### [What is expected]
Can you give the material below again with "one JSON array" changed to "a single JSON array" and nothing else altered?

### [Given records]
* START *

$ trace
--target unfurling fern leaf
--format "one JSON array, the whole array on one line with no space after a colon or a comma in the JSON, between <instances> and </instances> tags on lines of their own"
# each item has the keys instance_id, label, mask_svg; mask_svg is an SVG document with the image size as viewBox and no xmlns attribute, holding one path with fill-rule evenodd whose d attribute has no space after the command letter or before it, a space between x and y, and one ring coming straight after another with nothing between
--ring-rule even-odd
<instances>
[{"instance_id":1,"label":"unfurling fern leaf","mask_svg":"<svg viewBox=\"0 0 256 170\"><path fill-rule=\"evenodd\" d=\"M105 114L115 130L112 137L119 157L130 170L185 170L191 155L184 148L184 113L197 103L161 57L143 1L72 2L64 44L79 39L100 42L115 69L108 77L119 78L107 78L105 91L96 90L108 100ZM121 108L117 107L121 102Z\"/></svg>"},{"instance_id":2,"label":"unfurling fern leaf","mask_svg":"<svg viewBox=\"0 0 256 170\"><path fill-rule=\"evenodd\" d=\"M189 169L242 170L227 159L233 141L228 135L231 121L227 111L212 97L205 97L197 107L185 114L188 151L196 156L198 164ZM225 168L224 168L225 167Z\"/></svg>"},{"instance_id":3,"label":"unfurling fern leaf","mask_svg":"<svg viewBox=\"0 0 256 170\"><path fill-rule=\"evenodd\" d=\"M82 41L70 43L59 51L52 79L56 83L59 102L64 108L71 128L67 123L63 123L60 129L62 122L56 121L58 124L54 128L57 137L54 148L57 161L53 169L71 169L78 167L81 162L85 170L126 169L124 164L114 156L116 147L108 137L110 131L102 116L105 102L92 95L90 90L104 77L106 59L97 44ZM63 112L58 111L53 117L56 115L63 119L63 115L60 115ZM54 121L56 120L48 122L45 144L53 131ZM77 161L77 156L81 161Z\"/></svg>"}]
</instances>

* END *

### [Correct result]
$ trace
--target unfurling fern leaf
--format "a single JSON array, the whole array on one line with no space after a colon or a comma in the JSON, between <instances> and </instances> tags on lines of their own"
# each item has the keys instance_id, label, mask_svg; mask_svg is an SVG document with the image size as viewBox and no xmlns attribute, holding one path with fill-rule evenodd whose d attribute has no space after the command letter or before it, a space between x and y, and one ring coming straight after another with nothing between
--ring-rule even-odd
<instances>
[{"instance_id":1,"label":"unfurling fern leaf","mask_svg":"<svg viewBox=\"0 0 256 170\"><path fill-rule=\"evenodd\" d=\"M105 114L115 130L112 137L119 157L130 170L185 170L191 155L184 148L184 113L197 103L161 57L143 1L72 2L64 44L79 39L100 42L115 69L108 77L119 78L107 78L105 91L96 90L108 100ZM121 108L117 107L121 102Z\"/></svg>"},{"instance_id":2,"label":"unfurling fern leaf","mask_svg":"<svg viewBox=\"0 0 256 170\"><path fill-rule=\"evenodd\" d=\"M189 169L242 170L227 159L233 141L228 135L231 121L227 111L212 97L205 97L197 107L185 114L188 151L196 156L198 164ZM225 168L224 168L225 167Z\"/></svg>"},{"instance_id":3,"label":"unfurling fern leaf","mask_svg":"<svg viewBox=\"0 0 256 170\"><path fill-rule=\"evenodd\" d=\"M82 41L70 43L59 51L52 79L56 83L59 102L64 108L71 128L67 123L63 123L60 129L62 122L56 121L58 124L54 128L57 137L54 148L57 161L53 169L71 169L78 167L81 162L85 170L126 169L124 164L114 156L116 147L108 137L110 131L102 116L105 102L92 95L90 90L104 77L106 59L97 44ZM63 112L58 111L53 117L56 115L63 119L63 115L60 115ZM54 121L56 120L48 122L45 144L53 131ZM77 161L77 156L81 161Z\"/></svg>"}]
</instances>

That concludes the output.